***** Data for analysis
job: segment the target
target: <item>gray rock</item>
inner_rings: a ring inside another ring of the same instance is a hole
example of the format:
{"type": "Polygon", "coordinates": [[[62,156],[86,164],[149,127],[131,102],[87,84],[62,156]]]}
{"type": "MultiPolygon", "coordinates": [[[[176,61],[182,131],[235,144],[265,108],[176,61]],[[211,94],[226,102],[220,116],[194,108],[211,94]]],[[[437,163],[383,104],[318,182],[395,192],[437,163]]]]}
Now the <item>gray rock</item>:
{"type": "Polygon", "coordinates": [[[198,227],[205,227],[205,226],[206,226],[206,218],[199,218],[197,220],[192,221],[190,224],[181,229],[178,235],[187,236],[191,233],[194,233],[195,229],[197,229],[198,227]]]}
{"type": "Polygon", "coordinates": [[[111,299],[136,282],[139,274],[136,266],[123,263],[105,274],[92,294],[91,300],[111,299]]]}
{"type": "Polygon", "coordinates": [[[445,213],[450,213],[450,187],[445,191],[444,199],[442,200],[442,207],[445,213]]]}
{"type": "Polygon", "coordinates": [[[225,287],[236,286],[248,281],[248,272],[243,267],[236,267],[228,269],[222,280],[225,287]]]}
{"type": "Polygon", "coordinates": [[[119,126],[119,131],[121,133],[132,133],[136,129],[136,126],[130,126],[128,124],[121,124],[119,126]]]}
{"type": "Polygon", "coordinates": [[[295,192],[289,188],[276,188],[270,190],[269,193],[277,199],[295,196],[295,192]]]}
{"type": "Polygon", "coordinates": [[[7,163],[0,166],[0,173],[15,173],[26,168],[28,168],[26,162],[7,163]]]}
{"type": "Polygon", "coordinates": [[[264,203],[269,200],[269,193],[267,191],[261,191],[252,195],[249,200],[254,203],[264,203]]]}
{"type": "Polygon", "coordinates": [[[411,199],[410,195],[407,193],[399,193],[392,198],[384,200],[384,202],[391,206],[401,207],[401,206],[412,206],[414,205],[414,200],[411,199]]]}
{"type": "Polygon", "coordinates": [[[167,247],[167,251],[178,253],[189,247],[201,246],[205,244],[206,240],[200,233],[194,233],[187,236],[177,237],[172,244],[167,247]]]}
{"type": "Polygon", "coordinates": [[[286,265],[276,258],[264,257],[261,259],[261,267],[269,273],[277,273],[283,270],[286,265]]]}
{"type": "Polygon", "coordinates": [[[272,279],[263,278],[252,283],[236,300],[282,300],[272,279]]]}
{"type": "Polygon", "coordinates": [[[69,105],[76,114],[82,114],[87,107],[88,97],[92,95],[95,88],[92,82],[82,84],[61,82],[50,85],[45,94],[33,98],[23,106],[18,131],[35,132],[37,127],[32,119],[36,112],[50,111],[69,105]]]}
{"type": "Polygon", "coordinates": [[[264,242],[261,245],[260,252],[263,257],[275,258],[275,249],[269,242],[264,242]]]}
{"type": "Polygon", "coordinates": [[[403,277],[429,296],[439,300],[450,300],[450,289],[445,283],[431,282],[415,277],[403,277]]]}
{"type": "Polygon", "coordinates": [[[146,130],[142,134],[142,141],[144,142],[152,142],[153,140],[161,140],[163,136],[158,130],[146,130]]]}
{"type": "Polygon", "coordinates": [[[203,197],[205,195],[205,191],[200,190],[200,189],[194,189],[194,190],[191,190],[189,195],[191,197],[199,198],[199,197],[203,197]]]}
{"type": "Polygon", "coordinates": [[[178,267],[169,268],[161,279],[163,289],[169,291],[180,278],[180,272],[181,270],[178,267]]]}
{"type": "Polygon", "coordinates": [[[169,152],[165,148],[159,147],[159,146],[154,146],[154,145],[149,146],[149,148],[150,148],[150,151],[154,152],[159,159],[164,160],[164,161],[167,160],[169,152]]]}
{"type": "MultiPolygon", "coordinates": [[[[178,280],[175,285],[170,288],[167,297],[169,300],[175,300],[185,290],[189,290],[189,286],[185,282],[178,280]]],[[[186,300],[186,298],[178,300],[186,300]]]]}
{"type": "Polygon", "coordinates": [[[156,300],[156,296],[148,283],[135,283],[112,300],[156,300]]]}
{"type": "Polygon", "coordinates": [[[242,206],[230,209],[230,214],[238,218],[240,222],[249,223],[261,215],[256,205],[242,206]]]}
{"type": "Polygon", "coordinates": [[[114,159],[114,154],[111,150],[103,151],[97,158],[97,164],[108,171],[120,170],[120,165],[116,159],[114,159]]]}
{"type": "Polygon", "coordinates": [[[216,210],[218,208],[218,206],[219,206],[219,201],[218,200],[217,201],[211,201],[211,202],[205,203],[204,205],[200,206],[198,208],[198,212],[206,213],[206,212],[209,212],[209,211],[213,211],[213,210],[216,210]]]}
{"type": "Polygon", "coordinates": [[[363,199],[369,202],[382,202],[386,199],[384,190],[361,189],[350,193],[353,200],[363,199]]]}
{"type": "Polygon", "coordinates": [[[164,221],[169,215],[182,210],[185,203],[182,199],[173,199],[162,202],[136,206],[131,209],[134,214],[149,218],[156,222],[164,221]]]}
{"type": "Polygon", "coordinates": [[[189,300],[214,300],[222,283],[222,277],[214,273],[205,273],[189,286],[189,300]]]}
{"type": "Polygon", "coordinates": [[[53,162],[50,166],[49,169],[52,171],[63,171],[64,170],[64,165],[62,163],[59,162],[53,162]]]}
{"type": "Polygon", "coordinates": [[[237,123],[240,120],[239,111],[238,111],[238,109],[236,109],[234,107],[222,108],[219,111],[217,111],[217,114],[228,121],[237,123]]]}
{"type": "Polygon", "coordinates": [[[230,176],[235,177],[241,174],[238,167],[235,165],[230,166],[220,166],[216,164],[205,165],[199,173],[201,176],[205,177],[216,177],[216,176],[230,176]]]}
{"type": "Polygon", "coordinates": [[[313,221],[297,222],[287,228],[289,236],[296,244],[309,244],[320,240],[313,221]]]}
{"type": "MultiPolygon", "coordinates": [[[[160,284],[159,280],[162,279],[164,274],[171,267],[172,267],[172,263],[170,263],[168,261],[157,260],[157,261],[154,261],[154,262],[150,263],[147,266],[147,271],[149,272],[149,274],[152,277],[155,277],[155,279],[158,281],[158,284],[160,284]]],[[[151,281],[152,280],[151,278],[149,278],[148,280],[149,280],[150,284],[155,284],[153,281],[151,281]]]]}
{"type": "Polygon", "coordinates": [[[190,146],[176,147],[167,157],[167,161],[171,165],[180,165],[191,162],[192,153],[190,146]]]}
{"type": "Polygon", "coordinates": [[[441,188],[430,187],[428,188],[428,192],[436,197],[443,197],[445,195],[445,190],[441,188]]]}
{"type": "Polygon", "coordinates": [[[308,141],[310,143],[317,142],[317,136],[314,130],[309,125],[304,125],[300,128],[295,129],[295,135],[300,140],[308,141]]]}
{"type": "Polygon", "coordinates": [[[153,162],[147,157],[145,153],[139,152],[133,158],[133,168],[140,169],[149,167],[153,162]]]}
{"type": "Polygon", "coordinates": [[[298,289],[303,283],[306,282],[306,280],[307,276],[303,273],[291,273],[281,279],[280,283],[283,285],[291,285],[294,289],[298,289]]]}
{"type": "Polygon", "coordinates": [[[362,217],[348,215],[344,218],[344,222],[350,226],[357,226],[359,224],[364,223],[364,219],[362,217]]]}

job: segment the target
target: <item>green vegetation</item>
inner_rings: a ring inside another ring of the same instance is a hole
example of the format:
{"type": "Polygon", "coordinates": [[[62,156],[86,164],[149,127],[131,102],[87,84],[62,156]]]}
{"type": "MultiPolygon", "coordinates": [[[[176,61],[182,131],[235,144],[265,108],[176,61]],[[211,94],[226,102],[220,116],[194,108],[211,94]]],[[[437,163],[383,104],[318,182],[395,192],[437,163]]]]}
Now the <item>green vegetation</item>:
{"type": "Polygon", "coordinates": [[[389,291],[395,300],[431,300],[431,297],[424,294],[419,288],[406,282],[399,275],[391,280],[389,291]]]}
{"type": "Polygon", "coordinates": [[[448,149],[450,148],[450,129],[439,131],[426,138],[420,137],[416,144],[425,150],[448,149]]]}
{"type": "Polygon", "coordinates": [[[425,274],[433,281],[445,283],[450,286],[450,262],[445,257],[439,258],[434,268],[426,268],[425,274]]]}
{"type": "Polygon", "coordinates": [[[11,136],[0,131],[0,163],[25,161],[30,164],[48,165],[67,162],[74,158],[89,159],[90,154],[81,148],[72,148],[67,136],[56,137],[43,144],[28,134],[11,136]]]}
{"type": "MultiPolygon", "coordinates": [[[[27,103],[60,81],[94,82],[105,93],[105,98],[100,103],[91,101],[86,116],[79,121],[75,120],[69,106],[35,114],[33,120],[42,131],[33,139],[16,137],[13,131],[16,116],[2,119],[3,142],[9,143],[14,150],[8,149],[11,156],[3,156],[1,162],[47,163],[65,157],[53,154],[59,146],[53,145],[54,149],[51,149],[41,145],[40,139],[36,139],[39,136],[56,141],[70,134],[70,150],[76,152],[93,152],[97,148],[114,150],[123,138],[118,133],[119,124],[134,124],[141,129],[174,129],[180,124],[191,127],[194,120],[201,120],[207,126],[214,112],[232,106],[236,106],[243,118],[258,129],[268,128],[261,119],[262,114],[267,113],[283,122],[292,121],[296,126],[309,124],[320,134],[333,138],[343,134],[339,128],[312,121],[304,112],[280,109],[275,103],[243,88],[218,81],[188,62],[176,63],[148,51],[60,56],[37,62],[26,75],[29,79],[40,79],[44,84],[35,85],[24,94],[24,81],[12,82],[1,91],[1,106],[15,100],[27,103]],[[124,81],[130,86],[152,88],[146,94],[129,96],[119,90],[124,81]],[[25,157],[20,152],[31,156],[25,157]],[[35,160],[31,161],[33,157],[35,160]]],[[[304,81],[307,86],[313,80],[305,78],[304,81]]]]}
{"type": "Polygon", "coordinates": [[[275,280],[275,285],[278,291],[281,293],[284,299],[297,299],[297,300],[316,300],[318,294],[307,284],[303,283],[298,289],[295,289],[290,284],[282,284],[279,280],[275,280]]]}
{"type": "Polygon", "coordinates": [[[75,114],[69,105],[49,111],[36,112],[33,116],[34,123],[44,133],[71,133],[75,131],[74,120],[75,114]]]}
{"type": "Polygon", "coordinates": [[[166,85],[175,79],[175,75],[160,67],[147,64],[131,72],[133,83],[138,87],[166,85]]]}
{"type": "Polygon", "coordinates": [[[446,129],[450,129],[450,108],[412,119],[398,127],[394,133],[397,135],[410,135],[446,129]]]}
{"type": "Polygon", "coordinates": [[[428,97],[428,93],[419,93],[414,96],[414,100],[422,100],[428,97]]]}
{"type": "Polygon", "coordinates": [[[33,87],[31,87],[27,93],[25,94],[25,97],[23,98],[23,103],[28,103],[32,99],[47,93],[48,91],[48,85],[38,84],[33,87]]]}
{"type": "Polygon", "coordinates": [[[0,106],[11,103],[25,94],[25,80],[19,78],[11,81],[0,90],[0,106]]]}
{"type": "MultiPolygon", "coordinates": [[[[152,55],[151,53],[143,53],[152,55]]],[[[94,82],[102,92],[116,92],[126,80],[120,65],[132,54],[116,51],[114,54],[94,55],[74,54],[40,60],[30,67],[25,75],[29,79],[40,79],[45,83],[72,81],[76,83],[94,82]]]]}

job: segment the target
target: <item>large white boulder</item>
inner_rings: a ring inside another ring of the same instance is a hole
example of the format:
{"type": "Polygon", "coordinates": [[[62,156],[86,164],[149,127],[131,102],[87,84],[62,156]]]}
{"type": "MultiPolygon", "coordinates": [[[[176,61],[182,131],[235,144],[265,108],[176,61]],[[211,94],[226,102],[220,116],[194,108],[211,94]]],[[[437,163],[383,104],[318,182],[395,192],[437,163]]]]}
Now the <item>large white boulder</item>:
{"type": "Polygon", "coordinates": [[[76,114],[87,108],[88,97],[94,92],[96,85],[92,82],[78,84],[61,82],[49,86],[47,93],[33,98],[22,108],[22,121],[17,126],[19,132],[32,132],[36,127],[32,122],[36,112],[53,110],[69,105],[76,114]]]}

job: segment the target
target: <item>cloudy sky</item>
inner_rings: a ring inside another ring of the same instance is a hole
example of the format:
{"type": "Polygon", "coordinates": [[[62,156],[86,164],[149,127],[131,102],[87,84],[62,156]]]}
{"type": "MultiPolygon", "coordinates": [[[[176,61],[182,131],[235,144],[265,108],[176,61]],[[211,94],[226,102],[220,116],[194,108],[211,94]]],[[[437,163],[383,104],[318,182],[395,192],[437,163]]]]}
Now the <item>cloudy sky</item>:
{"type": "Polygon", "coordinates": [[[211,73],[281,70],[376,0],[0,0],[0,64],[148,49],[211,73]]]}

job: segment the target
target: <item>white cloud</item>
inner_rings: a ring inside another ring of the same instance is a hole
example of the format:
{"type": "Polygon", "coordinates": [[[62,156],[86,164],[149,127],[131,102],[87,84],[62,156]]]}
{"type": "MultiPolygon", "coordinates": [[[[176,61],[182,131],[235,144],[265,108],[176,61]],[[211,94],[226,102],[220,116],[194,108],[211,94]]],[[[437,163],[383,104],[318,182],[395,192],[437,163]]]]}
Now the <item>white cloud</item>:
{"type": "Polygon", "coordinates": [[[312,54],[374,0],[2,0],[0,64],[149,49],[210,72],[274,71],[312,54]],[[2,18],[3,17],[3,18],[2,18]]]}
**********
**What needs to be done**
In the entries above, find the line containing "Now the <item>cloudy". Set down that line and every line after it through the last one, exactly and alone.

**Response for this exercise**
Now the <item>cloudy sky</item>:
{"type": "Polygon", "coordinates": [[[211,73],[281,70],[376,0],[0,0],[0,64],[148,49],[211,73]]]}

job: segment the target
target: <item>white cloud</item>
inner_rings: a ring inside another ring of the same instance is a hole
example of the format:
{"type": "Polygon", "coordinates": [[[62,156],[86,164],[149,127],[131,102],[87,84],[62,156]]]}
{"type": "MultiPolygon", "coordinates": [[[[176,61],[182,131],[235,144],[265,108],[176,61]],[[211,94],[226,102],[220,116],[194,108],[211,94]]],[[[437,163],[383,104],[318,182],[395,192],[437,163]]]]}
Now the <item>white cloud</item>:
{"type": "Polygon", "coordinates": [[[312,54],[374,0],[2,0],[0,64],[149,49],[210,72],[274,71],[312,54]],[[2,18],[3,17],[3,18],[2,18]]]}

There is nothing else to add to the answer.